RECENSIONE - " Il rifugio delle ginestre" di Elisabetta Bricca

Titolo : Il rifugio delle ginestre
Autrice: Elisabetta Bricca
Editore: Garzanti
Genere: Contemporary Romance
Formato: e-book/ cataceo
Prezzo: 9,99€/ 16,90 €
Data pubblicazione: 8 Giugno 2017
Protagonisti: Sveva
Pagine: 208


È una calda mattina d’estate sulle colline umbre e nell’aria aleggia un profumo inconfondibile di rose e lavanda. Sveva è solo una bambina e sta correndo felice nei campi non lontani da casa. Al collo il suo ciondolo preferito. Non è un ciondolo qualsiasi: racchiude una piccola radice di ginestra, il fiore della forza e dell’attaccamento alle proprie origini, simbolo di un passato che le parla di tradizioni popolari e antiche leggende.  Ormai sono passati anni da allora e Sveva non crede più in quelle storie. Da quando si è trasferita a Roma per fare la copywriter in un’agenzia di grande successo, ha preferito lasciarsi alle spalle quel passato ingombrante in cui non si riconosce più.  Eppure, è in quel casale della sua infanzia, pieno di ricordi e segreti nascosti, che ora deve tornare. Gliel’ha fatto promettere sua madre. Sua madre che, prima di morire, riesce solo a rivelarle che lì potrà trovare piccole tracce in grado di condurla a suo padre. Quel padre che Sveva non ha mai conosciuto. Per lei non c’è altra scelta che partire. E non appena arriva in quella terra dove è ancora la natura a dettar legge, il ciondolo recupera la sua antica forza e le ricorda che solo qui potrà trovare le risposte alle tante domande su sé stessa e sulle proprie origini che la tormentano da anni. Ora, Sveva è pronta a cercare e conoscere la verità. Per lei è finalmente arrivato il momento di chiudere una volta per tutte con il presente e guardare al futuro con occhi nuovi. Ha bisogno di recuperare le proprie radici e sentirsi di nuovo a casa proprio in quel luogo che conserva echi di amicizie autentiche e di amori che superano la prova del tempo. Perché non è mai troppo tardi per scegliere ancora la vita e l’amore, anche se a volte sembrano lontani e inafferrabili.
-----
■ OBIETTIVO
Prosegui la recensione de «Il rifugio delle ginestre», riprendendo subito dopo l'ultima frase riportata.

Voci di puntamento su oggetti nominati
-----
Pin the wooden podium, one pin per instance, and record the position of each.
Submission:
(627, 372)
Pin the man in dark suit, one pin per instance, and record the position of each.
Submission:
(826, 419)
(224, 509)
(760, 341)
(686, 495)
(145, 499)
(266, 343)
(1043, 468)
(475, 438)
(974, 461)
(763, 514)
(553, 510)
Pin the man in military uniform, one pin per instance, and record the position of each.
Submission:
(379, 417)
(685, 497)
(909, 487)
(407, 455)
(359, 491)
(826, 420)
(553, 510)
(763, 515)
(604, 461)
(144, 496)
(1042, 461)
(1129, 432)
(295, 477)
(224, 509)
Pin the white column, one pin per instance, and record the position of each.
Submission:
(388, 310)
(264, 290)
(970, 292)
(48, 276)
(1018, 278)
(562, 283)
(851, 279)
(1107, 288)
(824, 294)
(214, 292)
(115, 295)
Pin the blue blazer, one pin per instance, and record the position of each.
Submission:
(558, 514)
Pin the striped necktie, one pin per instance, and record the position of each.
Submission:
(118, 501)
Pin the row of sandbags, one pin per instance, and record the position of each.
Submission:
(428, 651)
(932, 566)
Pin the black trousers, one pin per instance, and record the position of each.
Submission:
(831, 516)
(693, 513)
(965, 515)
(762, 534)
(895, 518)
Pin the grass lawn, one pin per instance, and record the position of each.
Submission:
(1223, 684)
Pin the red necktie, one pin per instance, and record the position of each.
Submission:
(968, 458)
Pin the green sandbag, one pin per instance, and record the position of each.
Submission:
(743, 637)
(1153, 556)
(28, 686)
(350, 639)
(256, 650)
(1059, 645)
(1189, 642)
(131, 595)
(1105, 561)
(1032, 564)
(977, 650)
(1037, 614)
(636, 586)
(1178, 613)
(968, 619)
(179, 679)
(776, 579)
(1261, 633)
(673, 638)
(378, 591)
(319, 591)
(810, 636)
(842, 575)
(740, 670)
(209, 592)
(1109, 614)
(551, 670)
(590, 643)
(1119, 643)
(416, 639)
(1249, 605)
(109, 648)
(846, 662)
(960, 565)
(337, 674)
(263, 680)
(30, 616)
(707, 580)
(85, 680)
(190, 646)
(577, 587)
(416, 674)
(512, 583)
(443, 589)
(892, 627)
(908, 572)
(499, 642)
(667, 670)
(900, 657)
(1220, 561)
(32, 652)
-----
■ RISPOSTA SCRITTA
Elisabetta Bricca, nata e cresciuta ner core di Roma, è laureata in Sociologia, comunicazione e mass media; è copywriter, autrice e traduttrice. Vive con il marito e le due figlie al Rifugio del Daino, un antico casolare umbro circondato da ulivi e boschi, che domina il Lago Trasimeno. È appassionata di arte, cucina, vino e natura.



Cari lettori, ho letto per voi, con immenso piacere, Il rifugio delle ginestre di Elisabetta Bricca, edito da Garzanti. Si tratta di un romanzo contemporaneo ambientato prevalentemente in Umbria e parzialmente a Tropea. La storia comincia con il descriverci la protagonista, Sveva, da bambina, la sua vita nel casale tra le campagne umbre, il contatto con la natura, la magia della terra. Sveva è cresciuta accanto a Malvina, una tata speciale che le ha insegnato a sentire cose che non si possono vedere, e che si è sempre presa cura di lei, anche quando sua madre non c’era.
Sveva non ha avuto un’infanzia come le altre bambine, lei era senza padre, con una madre poco presente, e questo le ha sempre pesato.
Ora Sveva è una donna che lavora a Roma, è dura e forte, ma un avvenimento drammatico mette tutto in discussione. La morte di sua madre le fa riconsiderare la sua vita e decide di cambiarla, anche per assecondare l’ultima volontà della madre.

 “Cercalo, Sveva….cerca l’indaco”

Sveva lascia tutto e torna in Umbria, nei luoghi della sua infanzia, dove nonostante tutto si è sentita felice e se stessa. Ha bisogno di riscoprirsi, si sentirsi a casa perché sotto quella scorza dura c’è una donna fragile, che cerca certezze. Per questo è tornata, per cercare la verità su suo padre.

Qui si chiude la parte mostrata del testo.